Por JULIO TÚPAC CABELLO
Tenga cuidado. Si su opinión es inesperada o tuvo una emoción distinta a la de todos los demás. Si observa que esa persona interpreta una situación muy distinta a la que el resto de los mortales. Si se ríe cuando nadie más. Puede que usted esté en presencia de un outsider.
Los outsiders son personas que tienen una mirada del mundo —o ciertas miradas para cierta parte del mundo— que dista lo suficientemente de los demás como para que su relación con éste sea harto diferenciada. Visto así, de alguna manera todos somos outsiders. Pero hay algunos que tienen este rasgo aún más pronunciado que el común. O, al menos, una parte del tiempo.
Porque tienen un bagaje histórico-simbólico personal que les ha entrenado para sentir que no pertenecen y/o porque la circunstancia que les toca no les es propia, por lo que les está dado ver lo que a los que están involucrados con dicha circunstancia les es imposible por la cercanía: los outsiders suelen mirar la realidad, como decían en otros tiempos los publicistas, “outofthe box”.
El problema, o la virtud, el caso, es que para un outsider ver lo que no está a la vista de los demás es un given, algo que le está dado. Resulta con frecuencia vistoso, aunque también con frecuencia omite considerar lo que a la mayoría de los que se sienten dentro del hecho aludido les impide ver lo que él ve.
Es un lector de subtextos, con la particularidad de que las connotaciones e implicaciones de lo aparente no necesariamente las ha puesto quien emite la comunicación, o la circunstancia misma que es interpretada. Muchas veces, esas connotaciones son las que pone él o ella, el o la outsider, y son sorprendentes.
A veces coincide con un valor verdadero en los significantes que los demás no habían notado. Entonces es cuando el outsider brilla. El resto no puede explicarse cómo no había visto aquel mensaje cifrado que, luego de ser explicado, lucía tan obvio. El outsider es el intérprete de un idioma que no a todos está dado entender.
Pero ay del outsider si su transcripción no es entendida. Si lo que él ve resulta un absurdo que no tiene pies ni cabezas, que no es equiparable en absoluto con la realidad. Entonces el outsider se convierte en estorbo, en un ser que profiere ruidos, inconveniente y fastidioso.
A veces, muchas veces (pregúntele a Steve Jobs), esa lectura será entendida sólo con el tiempo. Cuando “los puntos se junten”, diría el fundador de Apple en su discurso de Stanford.
Decía el científico Castillo del Pino que los sentimientos, más allá de una expresión emocional, cumplen la función de armar nuestra relación con objetos, personas y situaciones, y que, sobre todo, nos organizan el mundo, junto al orden lingüístico.
Es una suerte de acento a las explicaciones que Todorov nos daba sobre los símbolos, esos íconos convertidos en hechos psicológicos con significados.
Y visto así, basta con suponer que alguien haya sido entrenado, voluntaria o forzosamente, en el arte de organizar sentimentalmente su vida al margen, distinta o parcialmente diferenciada al del resto de sus congéneres, para que sus sentimientos le organicen un mundo que ve y construye sujetos y predicados de la realidad muy particulares, que distan de la realidad y sus significados organizados por el rompecabezas de los sentimientos de los demás.

__DATOS PROPORCIONADOS__

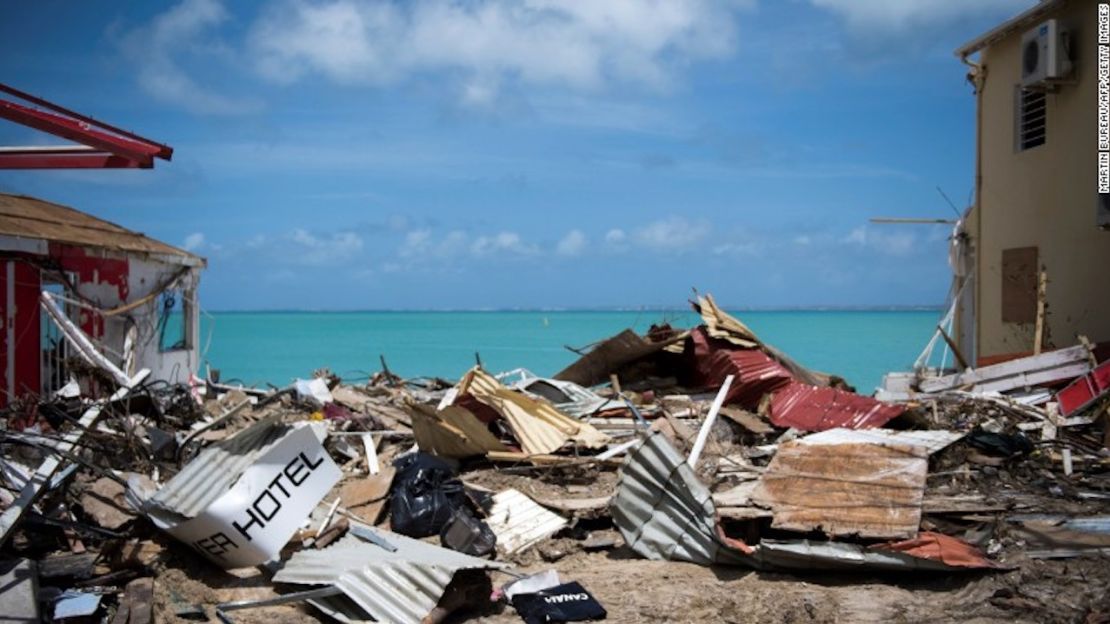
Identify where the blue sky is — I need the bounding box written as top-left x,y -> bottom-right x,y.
0,0 -> 1031,310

__EJERCICIOS PROPUESTOS__
[A] Resume en dos oraciones el texto sobre los outsiders.
[B] Retoma el texto sobre los outsiders y continúalo a partir de su última oración.

__RESPUESTAS DEL EJERCICIO__
[A] Los outsiders son personas cuya mirada del mundo se aparta lo bastante de la de los demás como para ver lo que a quienes están involucrados en una circunstancia les impide ver la cercanía, y suelen leer subtextos cuyas connotaciones muchas veces ponen ellos mismos. Cuando esa lectura coincide con un valor verdadero, el outsider brilla; cuando no es entendida, se convierte en un estorbo, y a menudo solo se comprende con el tiempo.

[B]
Por eso, lógica pero erróneamente, un outsider puede ser considerado un tipo indiferente, pero también confundido con uno de una cursilería sin remedios. Cuando resalta, muchas veces es porque no está tocado por lo que a los demás ha conmovido o, al revés, se revuelca en una melcocha de emocionalidad donde los demás ven un desierto seco de significados.
Un outsider es a veces incapaz de sensibilizarse con lo que duele a todos porque para él hay algunas significaciones afectivas que no se ven tan claras. Ha pasado por durezas que le hacen pensar que determinados escenarios no son tan dolorosos en comparación, o, simplemente, viniendo de una arena completamente distinta, se figura con rapidez cómo salir de un laberinto que a todos paraliza de dolor. Pero otras veces ocurre lo contrario: cuando los demás están desprevenidos, es capaz de conmoverse con un minúsculo detalle que nadie más ve, porque ha entendido en su interior que aquel tiene todo el significado del mundo, es un parte aguas, un antes y un después.
Así, ni kitsch ni psicópatas, observados por otros como raros camaleones pero no que se convierten a lo que todo el mundo es, sino, por el contrario, que se transforman en tempos distintos que los demás y hacia distintas formas, los outsiders tienen una vida que les cuesta compartir.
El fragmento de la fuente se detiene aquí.